* TASK ITEM *
Reproduce each of the entries below character for character, without changing any line.

* RECORDS SHOWN *
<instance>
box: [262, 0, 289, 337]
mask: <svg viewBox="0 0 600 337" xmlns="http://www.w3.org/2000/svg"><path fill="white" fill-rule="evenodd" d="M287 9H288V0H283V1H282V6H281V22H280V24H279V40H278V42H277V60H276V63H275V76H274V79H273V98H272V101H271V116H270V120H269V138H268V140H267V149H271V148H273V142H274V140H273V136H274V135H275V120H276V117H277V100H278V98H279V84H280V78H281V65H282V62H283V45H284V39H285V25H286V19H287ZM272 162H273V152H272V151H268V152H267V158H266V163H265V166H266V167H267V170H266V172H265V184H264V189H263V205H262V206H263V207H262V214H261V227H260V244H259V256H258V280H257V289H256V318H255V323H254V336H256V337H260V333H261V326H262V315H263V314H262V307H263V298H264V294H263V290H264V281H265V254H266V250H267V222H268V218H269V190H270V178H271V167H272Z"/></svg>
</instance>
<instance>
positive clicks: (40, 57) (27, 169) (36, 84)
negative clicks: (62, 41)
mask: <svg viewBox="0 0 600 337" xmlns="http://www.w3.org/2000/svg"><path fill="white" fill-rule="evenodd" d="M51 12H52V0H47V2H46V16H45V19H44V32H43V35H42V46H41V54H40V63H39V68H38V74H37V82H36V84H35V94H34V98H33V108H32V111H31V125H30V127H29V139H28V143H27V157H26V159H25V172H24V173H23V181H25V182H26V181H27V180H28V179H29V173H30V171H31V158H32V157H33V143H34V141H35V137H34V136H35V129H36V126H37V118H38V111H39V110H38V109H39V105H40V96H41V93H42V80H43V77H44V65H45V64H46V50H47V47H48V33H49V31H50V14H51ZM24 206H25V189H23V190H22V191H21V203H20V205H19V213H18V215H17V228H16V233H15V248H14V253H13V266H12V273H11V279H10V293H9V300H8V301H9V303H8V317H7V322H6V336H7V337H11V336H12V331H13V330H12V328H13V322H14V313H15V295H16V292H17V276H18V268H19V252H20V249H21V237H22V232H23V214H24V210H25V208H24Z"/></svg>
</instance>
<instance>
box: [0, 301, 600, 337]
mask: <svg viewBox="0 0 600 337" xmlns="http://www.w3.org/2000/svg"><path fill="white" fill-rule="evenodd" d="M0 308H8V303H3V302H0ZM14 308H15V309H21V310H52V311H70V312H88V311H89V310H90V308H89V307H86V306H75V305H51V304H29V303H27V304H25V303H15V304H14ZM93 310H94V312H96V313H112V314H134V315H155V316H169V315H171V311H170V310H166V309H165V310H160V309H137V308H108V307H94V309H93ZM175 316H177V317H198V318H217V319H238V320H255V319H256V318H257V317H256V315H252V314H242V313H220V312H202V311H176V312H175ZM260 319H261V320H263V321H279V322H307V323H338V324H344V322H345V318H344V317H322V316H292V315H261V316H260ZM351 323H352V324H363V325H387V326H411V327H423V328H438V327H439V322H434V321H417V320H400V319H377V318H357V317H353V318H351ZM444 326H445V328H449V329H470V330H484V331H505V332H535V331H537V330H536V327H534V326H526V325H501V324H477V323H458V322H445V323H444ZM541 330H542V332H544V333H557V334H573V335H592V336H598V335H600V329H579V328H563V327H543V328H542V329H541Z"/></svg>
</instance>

* THE COMPLETED TASK *
<instance>
box: [262, 0, 289, 337]
mask: <svg viewBox="0 0 600 337" xmlns="http://www.w3.org/2000/svg"><path fill="white" fill-rule="evenodd" d="M287 9H288V0H283V1H282V6H281V22H280V24H279V40H278V42H277V60H276V63H275V76H274V79H273V98H272V101H271V116H270V120H269V138H268V140H267V149H271V148H273V142H274V140H273V136H274V135H275V120H276V117H277V100H278V98H279V84H280V78H281V65H282V62H283V45H284V39H285V25H286V19H287ZM272 162H273V152H272V151H268V152H267V158H266V163H265V166H266V167H267V170H266V172H265V184H264V189H263V205H262V206H263V207H262V214H261V227H260V244H259V256H258V280H257V289H256V318H255V323H254V336H256V337H260V333H261V326H262V315H263V314H262V307H263V298H264V294H263V290H264V281H265V254H266V250H267V222H268V218H269V190H270V178H271V167H272Z"/></svg>
</instance>
<instance>
positive clicks: (40, 57) (27, 169) (36, 84)
negative clicks: (62, 41)
mask: <svg viewBox="0 0 600 337" xmlns="http://www.w3.org/2000/svg"><path fill="white" fill-rule="evenodd" d="M51 12H52V0H47V2H46V16H45V19H44V32H43V35H42V46H41V54H40V63H39V68H38V74H37V82H36V84H35V94H34V98H33V108H32V111H31V125H30V127H29V139H28V143H27V157H26V159H25V172H24V173H23V181H25V182H26V181H27V180H28V179H29V173H30V171H31V158H32V157H33V143H34V141H35V137H34V136H35V129H36V126H37V118H38V111H39V110H38V109H39V105H40V96H41V93H42V80H43V77H44V65H45V64H46V50H47V47H48V33H49V31H50V14H51ZM24 206H25V189H23V190H22V191H21V203H20V205H19V213H18V215H17V228H16V233H15V248H14V253H13V266H12V273H11V279H10V293H9V300H8V301H9V303H8V317H7V322H6V336H7V337H11V336H12V331H13V330H12V328H13V322H14V313H15V295H16V292H17V276H18V268H19V252H20V249H21V237H22V232H23V214H24V210H25V208H24Z"/></svg>
</instance>
<instance>
box: [0, 301, 600, 337]
mask: <svg viewBox="0 0 600 337" xmlns="http://www.w3.org/2000/svg"><path fill="white" fill-rule="evenodd" d="M0 308H8V303H3V302H0ZM14 308H15V309H21V310H52V311H70V312H88V311H89V310H90V308H89V307H86V306H75V305H51V304H29V303H27V304H25V303H15V304H14ZM93 310H94V312H96V313H112V314H134V315H155V316H169V315H171V311H170V310H166V309H165V310H160V309H137V308H108V307H94V309H93ZM175 316H177V317H198V318H217V319H238V320H255V319H256V318H257V317H256V315H252V314H242V313H220V312H202V311H176V312H175ZM260 319H261V320H263V321H279V322H307V323H338V324H344V322H345V318H344V317H322V316H292V315H261V316H260ZM351 323H352V324H363V325H387V326H411V327H423V328H438V327H439V322H434V321H417V320H400V319H377V318H357V317H353V318H351ZM444 326H445V328H449V329H470V330H484V331H505V332H535V331H537V330H536V327H534V326H526V325H501V324H477V323H458V322H445V323H444ZM541 330H542V332H544V333H557V334H573V335H592V336H598V335H600V329H579V328H563V327H543V328H542V329H541Z"/></svg>
</instance>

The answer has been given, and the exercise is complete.